START Information given

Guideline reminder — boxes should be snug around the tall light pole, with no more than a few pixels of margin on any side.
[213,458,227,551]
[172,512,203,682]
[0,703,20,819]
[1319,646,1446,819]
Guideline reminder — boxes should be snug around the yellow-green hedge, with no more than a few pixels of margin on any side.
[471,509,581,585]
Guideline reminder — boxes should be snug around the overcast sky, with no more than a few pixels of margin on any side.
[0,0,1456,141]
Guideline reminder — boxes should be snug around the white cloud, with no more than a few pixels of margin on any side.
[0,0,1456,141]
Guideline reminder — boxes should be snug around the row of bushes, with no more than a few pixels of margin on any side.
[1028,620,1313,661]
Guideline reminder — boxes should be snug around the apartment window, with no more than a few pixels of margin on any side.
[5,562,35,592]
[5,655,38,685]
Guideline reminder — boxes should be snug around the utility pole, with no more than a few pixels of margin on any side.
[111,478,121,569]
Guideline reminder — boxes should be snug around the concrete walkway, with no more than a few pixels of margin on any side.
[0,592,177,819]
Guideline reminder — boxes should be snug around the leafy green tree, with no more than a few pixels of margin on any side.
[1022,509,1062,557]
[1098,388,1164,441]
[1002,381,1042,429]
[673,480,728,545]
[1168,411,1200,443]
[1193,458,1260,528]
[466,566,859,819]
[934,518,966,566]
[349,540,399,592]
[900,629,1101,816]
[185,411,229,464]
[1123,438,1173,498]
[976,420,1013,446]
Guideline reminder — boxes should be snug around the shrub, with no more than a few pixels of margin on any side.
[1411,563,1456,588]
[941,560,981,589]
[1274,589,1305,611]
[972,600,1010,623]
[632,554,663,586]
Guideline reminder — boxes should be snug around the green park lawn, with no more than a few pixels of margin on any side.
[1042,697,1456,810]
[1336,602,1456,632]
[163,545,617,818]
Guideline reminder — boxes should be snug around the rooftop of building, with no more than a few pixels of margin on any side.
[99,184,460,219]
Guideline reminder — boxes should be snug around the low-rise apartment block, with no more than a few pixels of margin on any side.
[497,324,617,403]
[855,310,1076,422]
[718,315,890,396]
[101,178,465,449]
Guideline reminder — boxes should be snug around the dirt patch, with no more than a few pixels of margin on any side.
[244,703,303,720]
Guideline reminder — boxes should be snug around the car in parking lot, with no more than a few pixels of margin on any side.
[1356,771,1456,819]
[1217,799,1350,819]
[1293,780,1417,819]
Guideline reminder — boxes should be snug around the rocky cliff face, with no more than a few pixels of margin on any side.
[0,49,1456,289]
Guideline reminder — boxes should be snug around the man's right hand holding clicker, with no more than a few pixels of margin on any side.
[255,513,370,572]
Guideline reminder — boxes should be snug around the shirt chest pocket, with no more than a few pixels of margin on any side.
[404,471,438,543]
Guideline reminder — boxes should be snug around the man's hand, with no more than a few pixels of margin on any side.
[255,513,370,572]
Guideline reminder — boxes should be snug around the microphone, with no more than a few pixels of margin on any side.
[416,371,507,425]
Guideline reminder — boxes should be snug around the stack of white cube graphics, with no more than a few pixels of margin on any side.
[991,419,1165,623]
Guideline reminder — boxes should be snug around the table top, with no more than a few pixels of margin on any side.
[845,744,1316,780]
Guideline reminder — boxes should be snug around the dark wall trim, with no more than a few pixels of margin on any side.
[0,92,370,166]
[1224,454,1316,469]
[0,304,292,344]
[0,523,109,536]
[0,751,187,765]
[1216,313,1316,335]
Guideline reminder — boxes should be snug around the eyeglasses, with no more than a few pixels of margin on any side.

END Information given

* Your instructions:
Find every line in the records above that contains the word "green" and copy each one out. Matches must have the same capitalization.

* The reply:
Guideline reminder — boxes should be snug around the yellow-green hedge, with no more than a few pixels of margin on any side.
Guideline reminder — boxes should be snug around the leafy green tree, with no more than a few pixels of margin on any side.
Guideline reminder — boxes should be snug around the green park lawn, with no more than a few pixels of margin on any side.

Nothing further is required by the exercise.